──────── Entries shown

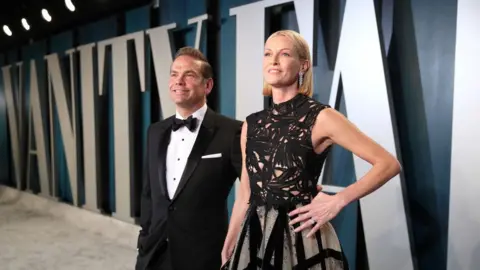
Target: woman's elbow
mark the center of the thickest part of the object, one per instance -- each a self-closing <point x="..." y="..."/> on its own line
<point x="393" y="167"/>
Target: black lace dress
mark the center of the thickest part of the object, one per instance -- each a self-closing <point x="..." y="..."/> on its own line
<point x="283" y="170"/>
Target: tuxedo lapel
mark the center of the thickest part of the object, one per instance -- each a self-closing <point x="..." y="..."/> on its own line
<point x="205" y="135"/>
<point x="164" y="136"/>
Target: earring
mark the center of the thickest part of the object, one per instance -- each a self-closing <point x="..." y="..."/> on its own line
<point x="300" y="78"/>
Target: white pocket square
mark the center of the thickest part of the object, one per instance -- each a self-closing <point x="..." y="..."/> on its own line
<point x="212" y="156"/>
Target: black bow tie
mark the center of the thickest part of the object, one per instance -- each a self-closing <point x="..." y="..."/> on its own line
<point x="190" y="123"/>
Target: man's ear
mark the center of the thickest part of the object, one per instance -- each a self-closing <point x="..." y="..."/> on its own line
<point x="208" y="86"/>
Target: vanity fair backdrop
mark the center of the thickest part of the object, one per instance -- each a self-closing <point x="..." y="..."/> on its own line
<point x="75" y="107"/>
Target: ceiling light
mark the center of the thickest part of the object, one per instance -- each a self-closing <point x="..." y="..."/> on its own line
<point x="25" y="24"/>
<point x="7" y="30"/>
<point x="46" y="15"/>
<point x="70" y="5"/>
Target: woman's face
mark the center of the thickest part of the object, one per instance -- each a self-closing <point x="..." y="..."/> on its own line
<point x="281" y="63"/>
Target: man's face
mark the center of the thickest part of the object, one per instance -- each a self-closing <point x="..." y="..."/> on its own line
<point x="187" y="86"/>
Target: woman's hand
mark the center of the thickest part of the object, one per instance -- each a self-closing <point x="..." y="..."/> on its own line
<point x="321" y="210"/>
<point x="227" y="252"/>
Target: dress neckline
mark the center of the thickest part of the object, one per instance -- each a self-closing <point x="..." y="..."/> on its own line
<point x="288" y="106"/>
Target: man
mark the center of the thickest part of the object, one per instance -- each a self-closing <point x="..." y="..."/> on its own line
<point x="193" y="159"/>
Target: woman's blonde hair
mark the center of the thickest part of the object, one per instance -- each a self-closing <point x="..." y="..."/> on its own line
<point x="302" y="49"/>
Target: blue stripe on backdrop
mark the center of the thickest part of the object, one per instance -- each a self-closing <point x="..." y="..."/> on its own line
<point x="59" y="44"/>
<point x="95" y="32"/>
<point x="36" y="51"/>
<point x="24" y="109"/>
<point x="424" y="44"/>
<point x="139" y="20"/>
<point x="341" y="167"/>
<point x="5" y="147"/>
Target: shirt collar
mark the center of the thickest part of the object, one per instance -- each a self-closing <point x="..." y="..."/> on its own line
<point x="199" y="114"/>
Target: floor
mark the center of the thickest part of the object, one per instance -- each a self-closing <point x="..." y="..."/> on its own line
<point x="33" y="240"/>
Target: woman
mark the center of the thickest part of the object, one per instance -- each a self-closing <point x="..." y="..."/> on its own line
<point x="279" y="220"/>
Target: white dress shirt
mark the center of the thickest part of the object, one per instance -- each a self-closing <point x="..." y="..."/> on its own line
<point x="179" y="148"/>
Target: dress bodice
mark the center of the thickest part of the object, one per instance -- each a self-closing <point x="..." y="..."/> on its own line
<point x="280" y="159"/>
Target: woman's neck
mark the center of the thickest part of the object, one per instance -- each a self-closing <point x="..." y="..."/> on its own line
<point x="280" y="95"/>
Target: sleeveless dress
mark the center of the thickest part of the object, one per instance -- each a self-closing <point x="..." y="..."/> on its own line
<point x="283" y="170"/>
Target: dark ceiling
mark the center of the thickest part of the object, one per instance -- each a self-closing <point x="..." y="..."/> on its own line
<point x="12" y="12"/>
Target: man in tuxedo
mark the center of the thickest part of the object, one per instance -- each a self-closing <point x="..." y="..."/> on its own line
<point x="193" y="159"/>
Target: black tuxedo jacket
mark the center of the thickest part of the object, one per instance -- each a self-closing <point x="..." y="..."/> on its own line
<point x="188" y="231"/>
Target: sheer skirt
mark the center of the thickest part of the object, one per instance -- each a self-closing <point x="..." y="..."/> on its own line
<point x="267" y="241"/>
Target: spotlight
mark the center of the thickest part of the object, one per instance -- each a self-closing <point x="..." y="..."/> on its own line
<point x="25" y="24"/>
<point x="7" y="30"/>
<point x="46" y="15"/>
<point x="70" y="5"/>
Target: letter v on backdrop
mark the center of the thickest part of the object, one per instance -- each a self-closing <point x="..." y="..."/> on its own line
<point x="384" y="218"/>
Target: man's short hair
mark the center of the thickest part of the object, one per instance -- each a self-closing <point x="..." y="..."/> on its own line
<point x="206" y="68"/>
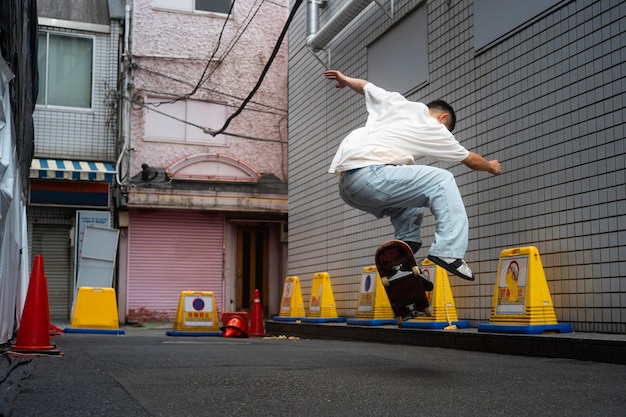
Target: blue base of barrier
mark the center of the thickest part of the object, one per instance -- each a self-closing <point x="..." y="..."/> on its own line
<point x="529" y="329"/>
<point x="192" y="334"/>
<point x="362" y="322"/>
<point x="279" y="318"/>
<point x="94" y="331"/>
<point x="325" y="320"/>
<point x="461" y="324"/>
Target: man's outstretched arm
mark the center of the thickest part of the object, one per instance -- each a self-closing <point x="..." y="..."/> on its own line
<point x="355" y="84"/>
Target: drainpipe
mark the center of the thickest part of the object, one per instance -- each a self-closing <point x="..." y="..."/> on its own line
<point x="123" y="161"/>
<point x="317" y="38"/>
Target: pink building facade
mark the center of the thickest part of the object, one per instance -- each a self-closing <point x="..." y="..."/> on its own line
<point x="199" y="209"/>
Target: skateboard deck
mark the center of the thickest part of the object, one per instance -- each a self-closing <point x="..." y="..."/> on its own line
<point x="402" y="280"/>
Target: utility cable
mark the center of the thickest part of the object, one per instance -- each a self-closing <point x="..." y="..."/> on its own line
<point x="265" y="70"/>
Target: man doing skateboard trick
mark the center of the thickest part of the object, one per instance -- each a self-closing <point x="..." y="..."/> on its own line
<point x="376" y="165"/>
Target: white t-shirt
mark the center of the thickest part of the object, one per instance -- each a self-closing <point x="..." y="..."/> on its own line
<point x="396" y="132"/>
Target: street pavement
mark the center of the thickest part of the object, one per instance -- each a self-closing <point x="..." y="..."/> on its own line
<point x="147" y="373"/>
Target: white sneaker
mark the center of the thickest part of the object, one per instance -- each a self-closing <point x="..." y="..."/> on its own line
<point x="456" y="266"/>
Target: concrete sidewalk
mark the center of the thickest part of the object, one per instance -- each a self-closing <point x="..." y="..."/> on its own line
<point x="598" y="347"/>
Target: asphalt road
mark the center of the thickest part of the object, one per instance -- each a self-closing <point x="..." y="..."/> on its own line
<point x="146" y="373"/>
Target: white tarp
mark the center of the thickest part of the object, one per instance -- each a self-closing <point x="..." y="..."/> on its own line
<point x="13" y="233"/>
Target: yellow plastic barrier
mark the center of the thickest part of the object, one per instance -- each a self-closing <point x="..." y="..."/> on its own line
<point x="444" y="315"/>
<point x="95" y="311"/>
<point x="196" y="315"/>
<point x="322" y="307"/>
<point x="521" y="299"/>
<point x="292" y="304"/>
<point x="373" y="306"/>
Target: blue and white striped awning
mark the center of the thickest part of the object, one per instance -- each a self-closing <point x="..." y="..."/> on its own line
<point x="63" y="169"/>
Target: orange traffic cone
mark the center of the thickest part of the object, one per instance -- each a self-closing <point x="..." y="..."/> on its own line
<point x="235" y="324"/>
<point x="33" y="335"/>
<point x="256" y="327"/>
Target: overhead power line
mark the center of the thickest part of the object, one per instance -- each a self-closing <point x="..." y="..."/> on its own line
<point x="265" y="70"/>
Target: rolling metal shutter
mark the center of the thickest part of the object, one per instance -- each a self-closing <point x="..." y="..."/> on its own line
<point x="52" y="242"/>
<point x="171" y="251"/>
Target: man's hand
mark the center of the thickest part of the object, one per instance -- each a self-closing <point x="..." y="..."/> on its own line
<point x="355" y="84"/>
<point x="478" y="163"/>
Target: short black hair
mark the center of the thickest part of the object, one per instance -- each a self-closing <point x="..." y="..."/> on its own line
<point x="442" y="106"/>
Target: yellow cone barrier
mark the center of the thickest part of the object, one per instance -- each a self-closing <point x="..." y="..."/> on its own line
<point x="521" y="299"/>
<point x="373" y="307"/>
<point x="95" y="311"/>
<point x="196" y="315"/>
<point x="292" y="304"/>
<point x="444" y="315"/>
<point x="322" y="307"/>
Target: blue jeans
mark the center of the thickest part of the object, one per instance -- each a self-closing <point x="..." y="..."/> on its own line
<point x="401" y="192"/>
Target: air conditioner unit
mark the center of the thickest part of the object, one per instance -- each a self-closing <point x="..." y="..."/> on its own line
<point x="284" y="236"/>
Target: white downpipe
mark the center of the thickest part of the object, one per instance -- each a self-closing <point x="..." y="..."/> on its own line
<point x="318" y="39"/>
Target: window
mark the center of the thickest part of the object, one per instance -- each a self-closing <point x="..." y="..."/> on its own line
<point x="65" y="70"/>
<point x="406" y="45"/>
<point x="214" y="6"/>
<point x="494" y="20"/>
<point x="179" y="121"/>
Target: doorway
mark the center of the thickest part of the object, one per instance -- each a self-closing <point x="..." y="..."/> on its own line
<point x="252" y="266"/>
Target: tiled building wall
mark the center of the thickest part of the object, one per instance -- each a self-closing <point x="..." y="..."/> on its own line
<point x="548" y="102"/>
<point x="169" y="67"/>
<point x="85" y="134"/>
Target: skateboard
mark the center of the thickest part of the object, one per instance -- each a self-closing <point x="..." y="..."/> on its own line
<point x="402" y="280"/>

────────────────

Set problem: Write out only what runs from the line holding "Target: yellow cone barrier" through the last line of the records, exactly as shown.

Solved problem:
Target: yellow cone barrier
mark the center of the thickest part of the object, one per instance -- each a self-closing <point x="..." y="..."/> on its own line
<point x="521" y="299"/>
<point x="373" y="307"/>
<point x="95" y="311"/>
<point x="196" y="315"/>
<point x="292" y="304"/>
<point x="444" y="315"/>
<point x="322" y="307"/>
Target: blue jeans
mark the center of the thickest part of the object, one per instance -- each a self-closing <point x="..." y="..."/> on its own line
<point x="401" y="192"/>
Target: air conditioner unit
mark the center of the thickest part of the object, one per instance -- each a self-closing <point x="..." y="..."/> on its own line
<point x="284" y="236"/>
Target: white downpipe
mark the center of the thickest part of the object, one per instance -- each a self-closing <point x="..." y="..."/> on its own line
<point x="318" y="39"/>
Target: window
mark the center of the thickest part of the object, one per instance -- each a self-closing <point x="..." y="..."/> on its own line
<point x="65" y="70"/>
<point x="406" y="45"/>
<point x="214" y="6"/>
<point x="494" y="20"/>
<point x="179" y="121"/>
Target: doorway
mark the center of the thickest part of the object, one per instance -- each a self-closing <point x="..." y="..."/> on its own line
<point x="252" y="266"/>
Target: tiled building wall
mark the center of the thickest part of the object, one per instance -- each a self-closing <point x="..." y="..."/> on its own line
<point x="548" y="102"/>
<point x="169" y="67"/>
<point x="85" y="134"/>
Target: skateboard
mark the center of the thickest part of the object, one per instance -- each a self-closing <point x="..." y="..."/> on its own line
<point x="402" y="280"/>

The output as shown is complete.